## DIRECTIONS FOR THIS TASK
Rewrite the items from the line with "If any framed art" to the line with "[182,270,280,307]", replacing "identify where it is" with "mark its location" and leaving everything else unchanged.

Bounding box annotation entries
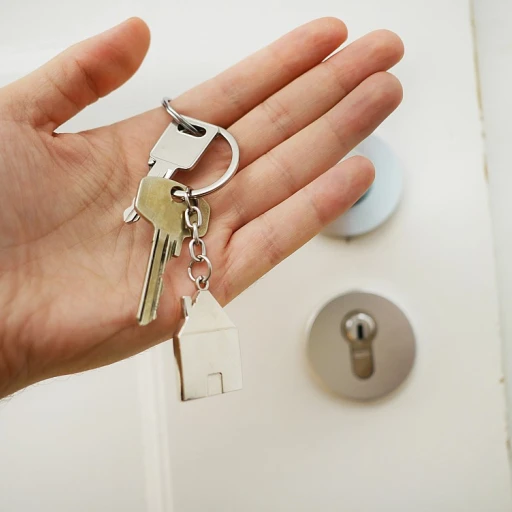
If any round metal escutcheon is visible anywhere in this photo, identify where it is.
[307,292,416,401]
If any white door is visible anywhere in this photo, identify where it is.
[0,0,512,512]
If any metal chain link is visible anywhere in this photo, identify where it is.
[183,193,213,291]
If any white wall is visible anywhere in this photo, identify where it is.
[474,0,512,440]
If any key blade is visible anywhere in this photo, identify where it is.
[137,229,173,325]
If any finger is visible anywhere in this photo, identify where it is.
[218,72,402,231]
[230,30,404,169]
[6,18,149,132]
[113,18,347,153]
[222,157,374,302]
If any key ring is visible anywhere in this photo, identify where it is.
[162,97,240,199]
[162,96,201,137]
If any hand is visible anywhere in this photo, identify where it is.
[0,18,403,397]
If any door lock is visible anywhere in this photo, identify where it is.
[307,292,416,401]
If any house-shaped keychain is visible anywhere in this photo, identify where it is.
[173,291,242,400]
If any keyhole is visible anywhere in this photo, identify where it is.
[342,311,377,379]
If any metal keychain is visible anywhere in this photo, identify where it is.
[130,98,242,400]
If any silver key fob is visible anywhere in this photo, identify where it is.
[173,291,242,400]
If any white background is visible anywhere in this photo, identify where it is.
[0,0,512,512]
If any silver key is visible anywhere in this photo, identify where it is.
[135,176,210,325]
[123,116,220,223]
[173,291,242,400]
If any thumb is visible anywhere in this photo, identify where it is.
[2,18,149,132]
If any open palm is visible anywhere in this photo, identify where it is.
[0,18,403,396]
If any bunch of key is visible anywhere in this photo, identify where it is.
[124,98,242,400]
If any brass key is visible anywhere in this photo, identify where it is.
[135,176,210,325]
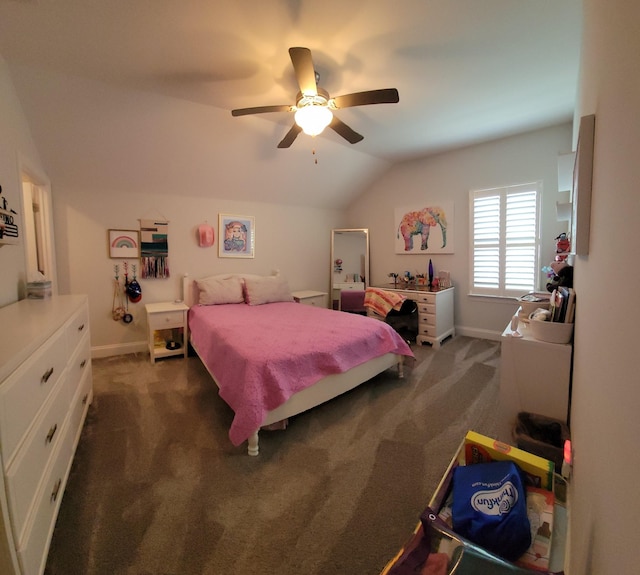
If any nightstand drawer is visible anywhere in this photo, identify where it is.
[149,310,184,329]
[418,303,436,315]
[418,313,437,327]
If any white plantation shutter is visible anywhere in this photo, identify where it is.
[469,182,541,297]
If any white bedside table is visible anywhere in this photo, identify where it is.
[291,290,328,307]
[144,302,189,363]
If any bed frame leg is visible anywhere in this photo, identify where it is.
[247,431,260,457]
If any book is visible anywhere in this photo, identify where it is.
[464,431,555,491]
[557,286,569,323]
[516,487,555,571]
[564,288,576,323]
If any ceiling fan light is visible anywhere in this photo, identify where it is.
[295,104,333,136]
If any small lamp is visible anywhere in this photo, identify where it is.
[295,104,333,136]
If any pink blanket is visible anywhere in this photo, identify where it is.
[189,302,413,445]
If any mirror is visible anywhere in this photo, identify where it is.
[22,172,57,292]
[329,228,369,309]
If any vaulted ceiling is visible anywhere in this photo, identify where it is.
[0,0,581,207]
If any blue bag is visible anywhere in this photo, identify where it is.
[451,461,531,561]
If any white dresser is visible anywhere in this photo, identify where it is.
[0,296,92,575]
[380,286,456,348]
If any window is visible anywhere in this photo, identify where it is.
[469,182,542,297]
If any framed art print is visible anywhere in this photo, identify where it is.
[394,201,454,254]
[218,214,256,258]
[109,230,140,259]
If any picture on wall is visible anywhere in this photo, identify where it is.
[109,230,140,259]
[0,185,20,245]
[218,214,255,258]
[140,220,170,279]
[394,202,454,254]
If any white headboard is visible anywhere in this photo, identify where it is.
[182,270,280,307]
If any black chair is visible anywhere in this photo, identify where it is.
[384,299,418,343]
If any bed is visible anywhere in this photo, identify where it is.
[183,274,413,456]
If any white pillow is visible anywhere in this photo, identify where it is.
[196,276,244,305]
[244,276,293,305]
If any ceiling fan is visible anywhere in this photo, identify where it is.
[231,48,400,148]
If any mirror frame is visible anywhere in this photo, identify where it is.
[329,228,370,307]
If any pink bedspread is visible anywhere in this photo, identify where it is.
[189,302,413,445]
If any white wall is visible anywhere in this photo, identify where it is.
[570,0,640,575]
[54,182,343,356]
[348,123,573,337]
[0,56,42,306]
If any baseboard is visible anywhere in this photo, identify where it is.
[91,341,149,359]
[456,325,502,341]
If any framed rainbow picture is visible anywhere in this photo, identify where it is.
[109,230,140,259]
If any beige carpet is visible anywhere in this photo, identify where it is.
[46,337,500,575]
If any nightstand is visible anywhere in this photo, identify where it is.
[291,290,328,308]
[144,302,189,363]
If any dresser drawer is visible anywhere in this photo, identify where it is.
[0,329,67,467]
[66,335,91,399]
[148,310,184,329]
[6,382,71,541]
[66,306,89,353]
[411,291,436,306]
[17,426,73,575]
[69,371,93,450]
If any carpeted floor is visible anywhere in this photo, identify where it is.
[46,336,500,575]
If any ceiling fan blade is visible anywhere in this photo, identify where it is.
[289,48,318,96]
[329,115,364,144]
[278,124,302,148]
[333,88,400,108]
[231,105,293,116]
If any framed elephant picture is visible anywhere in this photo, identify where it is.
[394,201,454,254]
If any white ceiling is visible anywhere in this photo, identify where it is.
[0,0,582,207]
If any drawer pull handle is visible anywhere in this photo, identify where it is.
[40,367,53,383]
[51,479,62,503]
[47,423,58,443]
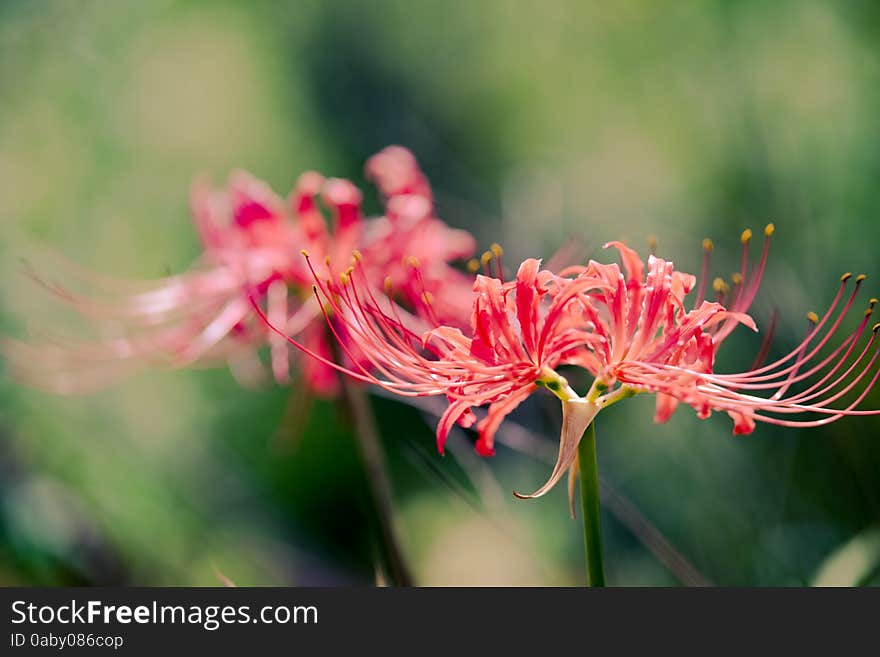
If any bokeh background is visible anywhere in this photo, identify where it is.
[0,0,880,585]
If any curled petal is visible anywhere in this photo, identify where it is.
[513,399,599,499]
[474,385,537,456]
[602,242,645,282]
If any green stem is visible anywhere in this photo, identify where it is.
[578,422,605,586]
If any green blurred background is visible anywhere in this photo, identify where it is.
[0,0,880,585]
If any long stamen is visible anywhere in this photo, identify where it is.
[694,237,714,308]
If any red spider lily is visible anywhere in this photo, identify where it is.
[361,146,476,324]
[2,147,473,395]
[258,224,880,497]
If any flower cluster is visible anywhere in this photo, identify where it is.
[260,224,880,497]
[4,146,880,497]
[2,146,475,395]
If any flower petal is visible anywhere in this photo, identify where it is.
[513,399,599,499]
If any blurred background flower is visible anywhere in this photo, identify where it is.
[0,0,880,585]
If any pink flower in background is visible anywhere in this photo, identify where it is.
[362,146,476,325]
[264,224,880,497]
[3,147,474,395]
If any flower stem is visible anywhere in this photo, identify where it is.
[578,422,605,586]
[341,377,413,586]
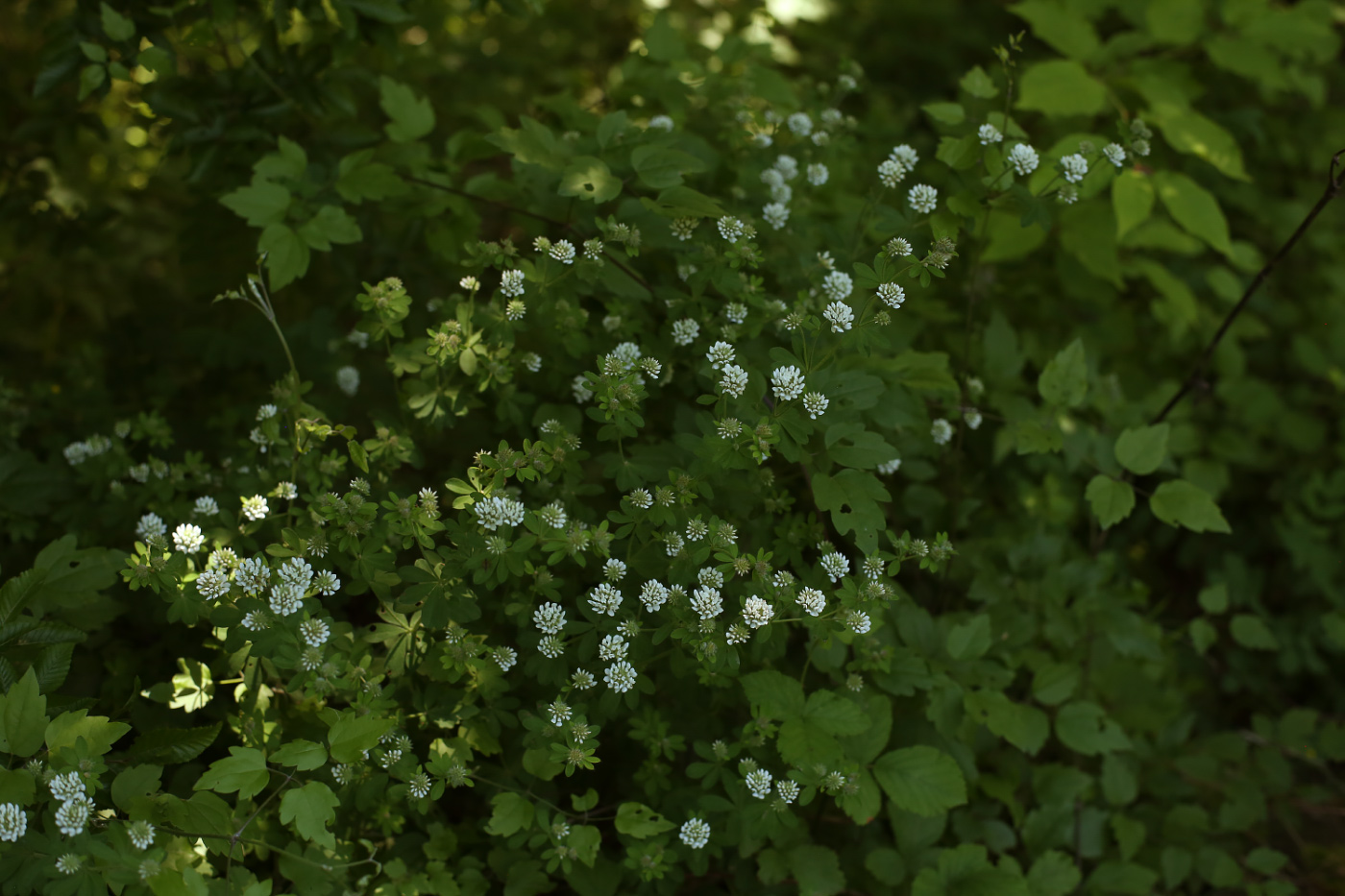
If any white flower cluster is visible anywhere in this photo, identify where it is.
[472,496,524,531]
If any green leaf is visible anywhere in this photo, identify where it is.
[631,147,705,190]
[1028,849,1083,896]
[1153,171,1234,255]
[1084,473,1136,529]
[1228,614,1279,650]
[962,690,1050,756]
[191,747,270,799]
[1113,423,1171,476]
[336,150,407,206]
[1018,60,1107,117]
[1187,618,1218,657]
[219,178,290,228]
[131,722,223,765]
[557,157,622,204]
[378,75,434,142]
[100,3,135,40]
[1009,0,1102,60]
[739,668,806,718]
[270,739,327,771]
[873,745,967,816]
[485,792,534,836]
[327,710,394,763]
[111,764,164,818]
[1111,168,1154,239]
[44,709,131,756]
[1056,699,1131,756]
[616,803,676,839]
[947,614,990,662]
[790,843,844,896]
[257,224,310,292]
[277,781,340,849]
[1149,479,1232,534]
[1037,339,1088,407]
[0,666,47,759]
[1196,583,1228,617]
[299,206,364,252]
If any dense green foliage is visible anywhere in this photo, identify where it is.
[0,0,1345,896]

## TASK OUTPUT
If any framed art print is visible anywhere in this photo, mark its location.
[394,201,454,254]
[218,214,256,258]
[109,230,140,259]
If any picture on wall is visible anywhere in this photo, mark its location.
[109,230,140,259]
[0,185,20,245]
[218,214,255,258]
[140,220,170,279]
[394,202,454,254]
If any white headboard is visible anywhere in this photo, mark its location.
[182,270,280,307]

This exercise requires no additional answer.